WORK TO BE COMPLETED:
Copy out each line of the material below that has the word "door" in it.
..........
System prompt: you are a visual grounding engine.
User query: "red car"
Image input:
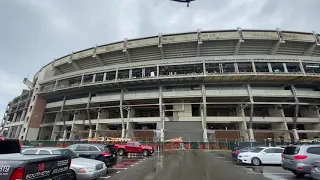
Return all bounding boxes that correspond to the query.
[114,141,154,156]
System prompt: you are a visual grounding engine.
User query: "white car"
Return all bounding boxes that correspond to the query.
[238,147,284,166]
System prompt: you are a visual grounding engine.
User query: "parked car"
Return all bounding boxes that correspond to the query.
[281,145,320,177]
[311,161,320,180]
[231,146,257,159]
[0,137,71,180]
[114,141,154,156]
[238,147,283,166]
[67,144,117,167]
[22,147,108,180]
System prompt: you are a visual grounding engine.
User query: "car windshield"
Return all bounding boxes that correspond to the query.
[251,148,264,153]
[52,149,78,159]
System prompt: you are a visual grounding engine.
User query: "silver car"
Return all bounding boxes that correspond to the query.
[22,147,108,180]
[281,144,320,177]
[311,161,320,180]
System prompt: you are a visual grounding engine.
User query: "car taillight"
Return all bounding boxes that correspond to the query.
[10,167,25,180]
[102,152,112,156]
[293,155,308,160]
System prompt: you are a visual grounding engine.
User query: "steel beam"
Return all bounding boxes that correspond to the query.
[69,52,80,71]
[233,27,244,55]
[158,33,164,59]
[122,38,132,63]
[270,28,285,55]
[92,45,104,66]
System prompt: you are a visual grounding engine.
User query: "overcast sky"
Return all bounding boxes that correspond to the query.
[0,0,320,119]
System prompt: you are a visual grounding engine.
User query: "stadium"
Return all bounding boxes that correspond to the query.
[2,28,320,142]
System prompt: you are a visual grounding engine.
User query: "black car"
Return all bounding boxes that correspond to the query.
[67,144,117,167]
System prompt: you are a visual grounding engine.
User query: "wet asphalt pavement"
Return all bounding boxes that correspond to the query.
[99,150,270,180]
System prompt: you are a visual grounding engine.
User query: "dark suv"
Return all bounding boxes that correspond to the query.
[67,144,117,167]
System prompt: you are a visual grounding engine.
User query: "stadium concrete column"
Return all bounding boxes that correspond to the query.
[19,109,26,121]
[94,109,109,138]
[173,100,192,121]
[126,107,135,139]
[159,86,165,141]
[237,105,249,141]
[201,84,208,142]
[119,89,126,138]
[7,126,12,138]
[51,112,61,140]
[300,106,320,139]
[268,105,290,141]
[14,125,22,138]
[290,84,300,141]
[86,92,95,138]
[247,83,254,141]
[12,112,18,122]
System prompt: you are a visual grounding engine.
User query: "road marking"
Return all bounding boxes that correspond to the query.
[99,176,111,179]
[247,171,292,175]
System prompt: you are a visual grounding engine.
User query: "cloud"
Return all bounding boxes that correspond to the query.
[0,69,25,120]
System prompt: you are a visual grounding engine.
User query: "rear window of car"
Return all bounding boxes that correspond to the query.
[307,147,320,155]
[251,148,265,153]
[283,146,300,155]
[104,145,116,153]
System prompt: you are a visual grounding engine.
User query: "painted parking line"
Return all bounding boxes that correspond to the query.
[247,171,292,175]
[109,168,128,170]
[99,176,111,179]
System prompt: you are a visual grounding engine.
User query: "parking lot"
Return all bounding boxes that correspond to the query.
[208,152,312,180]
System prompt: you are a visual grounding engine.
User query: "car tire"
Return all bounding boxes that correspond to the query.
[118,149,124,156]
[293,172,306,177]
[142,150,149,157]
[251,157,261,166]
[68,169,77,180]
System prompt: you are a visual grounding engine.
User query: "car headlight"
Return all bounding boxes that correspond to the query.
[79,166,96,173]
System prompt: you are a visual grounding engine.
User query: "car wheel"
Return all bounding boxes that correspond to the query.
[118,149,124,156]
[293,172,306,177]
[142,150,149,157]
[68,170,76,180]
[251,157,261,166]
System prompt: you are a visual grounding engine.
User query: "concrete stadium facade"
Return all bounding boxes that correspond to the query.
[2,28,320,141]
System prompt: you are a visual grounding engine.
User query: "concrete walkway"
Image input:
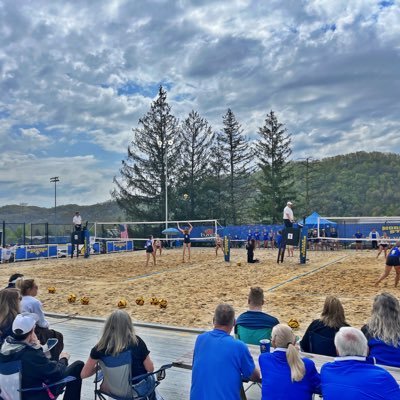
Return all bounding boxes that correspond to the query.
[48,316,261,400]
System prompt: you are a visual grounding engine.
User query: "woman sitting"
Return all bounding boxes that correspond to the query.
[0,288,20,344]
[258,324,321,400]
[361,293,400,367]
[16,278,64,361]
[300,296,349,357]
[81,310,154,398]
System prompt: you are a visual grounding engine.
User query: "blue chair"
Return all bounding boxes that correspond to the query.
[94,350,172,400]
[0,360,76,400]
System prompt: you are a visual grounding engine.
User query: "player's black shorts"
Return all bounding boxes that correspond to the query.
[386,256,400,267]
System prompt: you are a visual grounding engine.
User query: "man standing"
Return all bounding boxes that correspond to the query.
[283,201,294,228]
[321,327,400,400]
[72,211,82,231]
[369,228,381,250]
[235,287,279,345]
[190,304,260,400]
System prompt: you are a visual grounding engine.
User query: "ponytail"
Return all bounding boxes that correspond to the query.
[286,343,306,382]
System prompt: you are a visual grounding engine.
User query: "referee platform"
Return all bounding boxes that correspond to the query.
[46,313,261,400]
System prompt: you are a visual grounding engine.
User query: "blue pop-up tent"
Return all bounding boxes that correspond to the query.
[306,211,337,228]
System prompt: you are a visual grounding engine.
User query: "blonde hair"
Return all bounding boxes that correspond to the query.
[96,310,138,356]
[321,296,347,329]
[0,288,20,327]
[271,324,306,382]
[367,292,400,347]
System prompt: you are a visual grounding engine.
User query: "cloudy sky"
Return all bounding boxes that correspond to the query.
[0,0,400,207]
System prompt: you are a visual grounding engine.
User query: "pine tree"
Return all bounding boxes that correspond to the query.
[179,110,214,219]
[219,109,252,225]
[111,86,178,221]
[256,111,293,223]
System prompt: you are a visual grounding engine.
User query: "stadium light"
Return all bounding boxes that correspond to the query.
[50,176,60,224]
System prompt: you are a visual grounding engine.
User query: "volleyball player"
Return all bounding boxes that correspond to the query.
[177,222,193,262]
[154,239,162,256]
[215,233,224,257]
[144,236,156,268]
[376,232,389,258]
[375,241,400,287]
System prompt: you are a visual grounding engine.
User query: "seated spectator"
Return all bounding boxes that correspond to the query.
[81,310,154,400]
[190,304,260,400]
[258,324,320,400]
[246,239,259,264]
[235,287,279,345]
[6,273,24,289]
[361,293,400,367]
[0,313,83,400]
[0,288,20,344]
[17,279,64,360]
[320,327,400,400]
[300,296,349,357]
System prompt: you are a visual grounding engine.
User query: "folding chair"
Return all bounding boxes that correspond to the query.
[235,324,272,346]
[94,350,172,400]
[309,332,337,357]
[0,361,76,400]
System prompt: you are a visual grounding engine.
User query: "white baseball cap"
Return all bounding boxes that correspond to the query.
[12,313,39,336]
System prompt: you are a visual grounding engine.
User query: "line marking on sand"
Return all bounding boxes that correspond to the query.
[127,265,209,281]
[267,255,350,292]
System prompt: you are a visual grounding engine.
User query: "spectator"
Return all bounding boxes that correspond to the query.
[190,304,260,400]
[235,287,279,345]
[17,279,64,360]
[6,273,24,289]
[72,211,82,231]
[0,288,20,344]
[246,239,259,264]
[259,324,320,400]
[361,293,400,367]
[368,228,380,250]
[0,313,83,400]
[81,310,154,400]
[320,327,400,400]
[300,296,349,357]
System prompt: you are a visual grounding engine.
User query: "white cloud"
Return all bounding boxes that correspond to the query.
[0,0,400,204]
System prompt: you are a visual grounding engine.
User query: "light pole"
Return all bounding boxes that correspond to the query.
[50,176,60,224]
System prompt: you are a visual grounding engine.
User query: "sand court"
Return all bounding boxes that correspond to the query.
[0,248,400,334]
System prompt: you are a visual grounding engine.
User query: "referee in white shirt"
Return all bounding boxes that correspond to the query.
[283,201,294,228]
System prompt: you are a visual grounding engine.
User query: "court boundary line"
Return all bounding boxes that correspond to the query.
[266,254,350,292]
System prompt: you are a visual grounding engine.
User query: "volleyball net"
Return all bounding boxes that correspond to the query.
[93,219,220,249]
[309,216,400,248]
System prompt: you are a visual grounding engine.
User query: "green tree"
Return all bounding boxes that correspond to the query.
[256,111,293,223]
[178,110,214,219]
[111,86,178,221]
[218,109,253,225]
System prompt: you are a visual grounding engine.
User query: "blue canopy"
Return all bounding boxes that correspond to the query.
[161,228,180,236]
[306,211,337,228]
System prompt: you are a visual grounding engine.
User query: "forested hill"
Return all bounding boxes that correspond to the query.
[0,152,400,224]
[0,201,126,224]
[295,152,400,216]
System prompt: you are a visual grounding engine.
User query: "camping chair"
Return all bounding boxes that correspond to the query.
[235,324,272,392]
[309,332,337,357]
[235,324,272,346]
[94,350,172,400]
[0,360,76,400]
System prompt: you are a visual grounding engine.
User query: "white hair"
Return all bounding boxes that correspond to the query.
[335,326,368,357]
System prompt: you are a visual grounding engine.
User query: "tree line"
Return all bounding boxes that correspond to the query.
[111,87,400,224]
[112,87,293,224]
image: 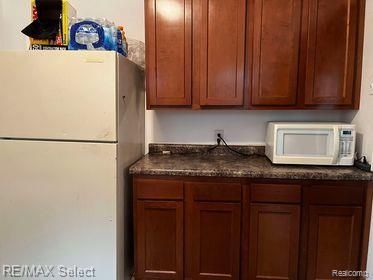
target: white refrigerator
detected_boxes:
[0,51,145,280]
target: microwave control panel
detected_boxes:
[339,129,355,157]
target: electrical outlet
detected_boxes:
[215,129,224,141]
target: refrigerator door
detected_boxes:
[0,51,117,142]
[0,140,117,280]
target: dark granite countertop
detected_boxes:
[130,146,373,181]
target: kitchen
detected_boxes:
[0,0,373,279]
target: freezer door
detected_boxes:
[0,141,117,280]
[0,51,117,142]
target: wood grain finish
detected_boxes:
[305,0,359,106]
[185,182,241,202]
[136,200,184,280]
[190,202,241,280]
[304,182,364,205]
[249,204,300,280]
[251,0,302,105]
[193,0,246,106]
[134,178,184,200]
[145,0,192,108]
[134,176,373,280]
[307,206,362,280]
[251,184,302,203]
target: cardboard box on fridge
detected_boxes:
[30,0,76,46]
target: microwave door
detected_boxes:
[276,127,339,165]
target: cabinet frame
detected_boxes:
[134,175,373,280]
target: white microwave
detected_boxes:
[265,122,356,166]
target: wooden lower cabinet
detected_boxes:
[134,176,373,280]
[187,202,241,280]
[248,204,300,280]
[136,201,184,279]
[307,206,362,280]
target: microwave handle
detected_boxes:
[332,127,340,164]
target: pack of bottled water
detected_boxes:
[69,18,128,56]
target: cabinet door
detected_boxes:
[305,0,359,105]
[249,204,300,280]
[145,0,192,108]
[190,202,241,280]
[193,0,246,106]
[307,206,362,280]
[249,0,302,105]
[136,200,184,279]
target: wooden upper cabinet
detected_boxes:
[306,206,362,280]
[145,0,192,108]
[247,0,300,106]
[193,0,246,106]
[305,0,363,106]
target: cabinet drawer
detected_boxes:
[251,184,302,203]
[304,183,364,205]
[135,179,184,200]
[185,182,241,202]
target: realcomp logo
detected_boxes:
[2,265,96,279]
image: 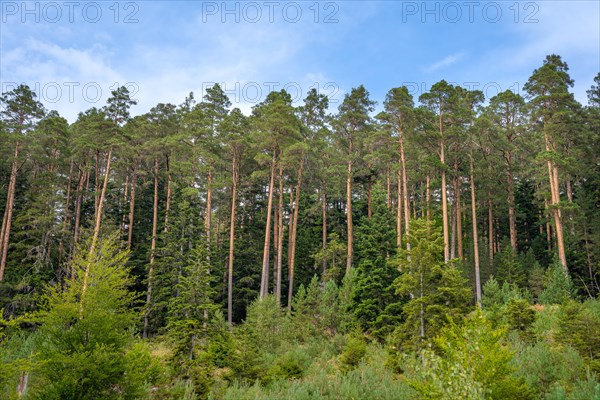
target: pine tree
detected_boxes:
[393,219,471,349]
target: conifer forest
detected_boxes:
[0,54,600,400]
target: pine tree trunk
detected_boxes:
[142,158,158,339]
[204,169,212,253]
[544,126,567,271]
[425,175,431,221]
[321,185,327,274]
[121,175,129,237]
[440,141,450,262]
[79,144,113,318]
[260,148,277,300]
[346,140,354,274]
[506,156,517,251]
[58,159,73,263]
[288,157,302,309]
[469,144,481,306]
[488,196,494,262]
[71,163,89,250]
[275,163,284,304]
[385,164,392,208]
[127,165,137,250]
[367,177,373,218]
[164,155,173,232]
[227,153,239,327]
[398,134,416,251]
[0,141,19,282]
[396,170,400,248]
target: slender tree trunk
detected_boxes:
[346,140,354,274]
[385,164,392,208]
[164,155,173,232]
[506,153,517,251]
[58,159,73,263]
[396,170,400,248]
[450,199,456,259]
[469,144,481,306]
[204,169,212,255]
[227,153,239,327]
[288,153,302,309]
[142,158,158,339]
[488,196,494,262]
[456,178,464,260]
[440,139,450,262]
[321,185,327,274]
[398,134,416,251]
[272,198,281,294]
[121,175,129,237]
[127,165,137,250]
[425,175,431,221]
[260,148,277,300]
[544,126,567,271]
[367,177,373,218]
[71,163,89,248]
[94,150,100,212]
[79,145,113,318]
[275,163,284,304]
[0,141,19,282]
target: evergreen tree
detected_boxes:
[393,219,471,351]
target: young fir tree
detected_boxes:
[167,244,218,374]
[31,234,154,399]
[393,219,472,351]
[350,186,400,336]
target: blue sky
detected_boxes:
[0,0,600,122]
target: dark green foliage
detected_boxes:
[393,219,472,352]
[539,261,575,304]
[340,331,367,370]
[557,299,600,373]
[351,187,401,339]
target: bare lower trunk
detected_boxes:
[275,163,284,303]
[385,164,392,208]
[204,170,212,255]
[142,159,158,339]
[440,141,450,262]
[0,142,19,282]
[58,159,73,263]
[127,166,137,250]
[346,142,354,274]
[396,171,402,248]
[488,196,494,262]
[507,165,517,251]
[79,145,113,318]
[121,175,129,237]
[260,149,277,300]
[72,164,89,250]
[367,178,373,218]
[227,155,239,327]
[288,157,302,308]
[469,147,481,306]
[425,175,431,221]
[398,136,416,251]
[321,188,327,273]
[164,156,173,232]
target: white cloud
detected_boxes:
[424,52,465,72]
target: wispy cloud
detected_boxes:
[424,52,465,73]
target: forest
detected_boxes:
..........
WRITTEN ANSWER:
target: refrigerator door
target: freezer door
target: microwave door
target: cabinet door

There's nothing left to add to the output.